──────── Information supplied ────────
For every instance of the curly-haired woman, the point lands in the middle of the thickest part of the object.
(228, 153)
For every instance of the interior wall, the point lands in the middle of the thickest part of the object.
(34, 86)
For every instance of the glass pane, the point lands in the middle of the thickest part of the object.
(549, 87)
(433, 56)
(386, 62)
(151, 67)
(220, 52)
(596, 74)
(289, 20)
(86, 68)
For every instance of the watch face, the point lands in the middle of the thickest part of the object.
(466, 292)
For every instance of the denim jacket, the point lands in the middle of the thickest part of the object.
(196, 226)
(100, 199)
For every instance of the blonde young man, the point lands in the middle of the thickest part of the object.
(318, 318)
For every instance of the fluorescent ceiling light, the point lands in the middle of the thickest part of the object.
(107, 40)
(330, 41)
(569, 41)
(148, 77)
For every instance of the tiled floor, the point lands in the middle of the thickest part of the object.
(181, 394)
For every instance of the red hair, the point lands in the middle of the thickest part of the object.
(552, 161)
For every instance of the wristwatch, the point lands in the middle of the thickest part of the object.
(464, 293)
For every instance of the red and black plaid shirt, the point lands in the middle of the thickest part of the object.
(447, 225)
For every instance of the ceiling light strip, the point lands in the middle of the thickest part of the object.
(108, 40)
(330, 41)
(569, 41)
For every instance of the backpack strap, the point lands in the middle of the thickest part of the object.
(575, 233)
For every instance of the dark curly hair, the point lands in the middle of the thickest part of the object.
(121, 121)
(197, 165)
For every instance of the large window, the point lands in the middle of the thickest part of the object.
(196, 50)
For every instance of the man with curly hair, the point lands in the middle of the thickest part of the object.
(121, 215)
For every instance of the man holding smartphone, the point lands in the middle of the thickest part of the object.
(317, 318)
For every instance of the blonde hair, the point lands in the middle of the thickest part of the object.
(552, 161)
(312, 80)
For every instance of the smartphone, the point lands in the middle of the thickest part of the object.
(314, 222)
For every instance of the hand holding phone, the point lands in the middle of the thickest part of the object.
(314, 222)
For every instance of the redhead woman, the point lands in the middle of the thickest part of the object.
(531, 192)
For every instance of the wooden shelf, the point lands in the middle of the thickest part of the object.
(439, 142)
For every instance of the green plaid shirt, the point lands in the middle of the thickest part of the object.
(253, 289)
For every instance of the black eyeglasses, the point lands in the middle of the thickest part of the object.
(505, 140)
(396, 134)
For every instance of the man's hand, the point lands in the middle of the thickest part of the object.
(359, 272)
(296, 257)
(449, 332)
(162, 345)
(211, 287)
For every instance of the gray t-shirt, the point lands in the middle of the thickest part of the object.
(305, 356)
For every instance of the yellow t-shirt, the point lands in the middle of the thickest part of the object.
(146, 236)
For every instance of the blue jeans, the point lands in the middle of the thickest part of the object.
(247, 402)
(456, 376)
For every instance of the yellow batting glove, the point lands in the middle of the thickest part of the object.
────────
_Your assignment:_ Set down the entries again, exactly as they stand above.

_Final answer:_
For every instance of the curly-haired woman, the point lands in the middle of the thickest part of the object.
(228, 153)
For every instance of the interior wall, the point lands in the middle of the thickest part of the object.
(34, 86)
For every instance of the glass pane, the point lands in the middle of the thickest part of the object.
(549, 87)
(433, 56)
(386, 62)
(151, 67)
(220, 52)
(596, 74)
(289, 20)
(86, 68)
For every instance of the watch face, the point lands in the middle of the thickest part of the object.
(466, 292)
For every instance of the denim jacket, the point lands in the middle of the thickest part of the object.
(196, 226)
(100, 199)
For every instance of the blonde young man, the point lands in the middle of the thickest part of the object.
(318, 318)
For every instance of the fluorescent ceiling light, the point lands in the middle of the thickest part of the object.
(107, 40)
(330, 41)
(569, 41)
(148, 77)
For every instance of the tiled floor, the point lands in the middle of the thickest part of the object.
(181, 394)
For every instance of the red hair, the point lands in the middle of the thickest part of the object.
(552, 161)
For every instance of the wristwatch, the point lands in the middle of the thickest part of the object.
(464, 293)
For every instance of the red and black plaid shirt, the point lands in the middle of the thickest part of the object.
(447, 225)
For every instance of the ceiling light strip, the point lands in the middle of the thickest part of the object.
(108, 40)
(330, 41)
(569, 41)
For every instance of the backpack strap, the point lands in the middle of the thickest part of the object.
(575, 233)
For every instance of the dark curly hair, the point lands in the middle of the thickest part of the object.
(121, 121)
(197, 165)
For every instance of the large window, the point lands in the middle of the thickest part of the object.
(196, 50)
For every instance of the man with curly hair, the point lands in the middle of the thickest part of the object.
(121, 215)
For every instance of the man holding smartphone, the point lands in the middle of the thickest part of the object.
(317, 318)
For every instance of the blonde hair, the point lands in the middle of the thickest part of the object.
(552, 161)
(312, 80)
For every instance of the smartphone, the point lands in the middle of the thickest part of the object.
(314, 222)
For every instance of the hand holding phone, the point lands in the middle of the thickest part of the object.
(314, 222)
For every instance of the redhead woman, the point lands in the middle of the thickest part of the object.
(531, 192)
For every instance of the wooden shelf, the point lands in the middle of the thickest part of the object.
(439, 142)
For every instance of the green plaid shirt, the point lands in the middle of the thickest part of the object.
(253, 289)
For every instance of the black eyeglasses, the point lands in the middle of the thickest part of the object.
(505, 140)
(396, 134)
For every instance of the man's hand, the point lands in the middle of the thickest part of the object.
(359, 272)
(296, 257)
(449, 332)
(162, 345)
(211, 287)
For every instance of the gray t-shirt, the point lands in the middle of the thickest part of the object.
(305, 356)
For every instance of the yellow t-shirt, the point lands in the middle of the thickest part of the object.
(146, 236)
For every instance of the blue jeans, the point lands in the middle of the thickest part of the object.
(247, 402)
(456, 376)
For every instance of the yellow batting glove, the point lands in the middle of the thickest part of the object.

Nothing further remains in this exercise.